Records of labeled points:
[start]
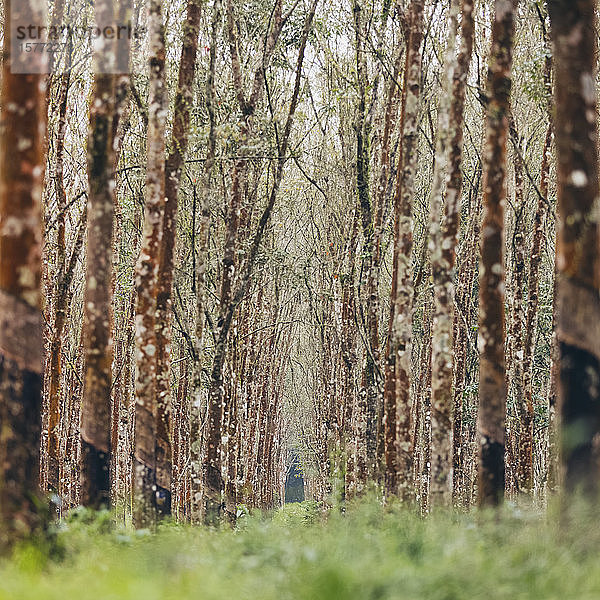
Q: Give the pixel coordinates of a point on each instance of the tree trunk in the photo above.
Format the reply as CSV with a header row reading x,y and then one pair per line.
x,y
21,345
492,380
98,347
575,51
148,499
397,403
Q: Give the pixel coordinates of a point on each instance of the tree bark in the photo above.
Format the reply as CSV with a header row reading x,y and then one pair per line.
x,y
21,345
492,380
573,29
397,402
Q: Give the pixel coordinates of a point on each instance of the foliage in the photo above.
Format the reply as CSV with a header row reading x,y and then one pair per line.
x,y
366,552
[end]
▸ **Exercise task**
Reproduce only the lines running from the one that contains "bark in the photo above." to the last line of the records.

▸ **Final answer**
Q: Give the pixel coordinates of a point on each instance of the tree bark in the photo above.
Format the reply as CSV with a header row reading x,y and then one pair per line.
x,y
21,345
492,380
573,29
397,402
Q: Give the pixel coordinates of a point on each instance of the foliage in the photo above.
Format the reply as CSV with a header row reading x,y and then one pair per line.
x,y
366,552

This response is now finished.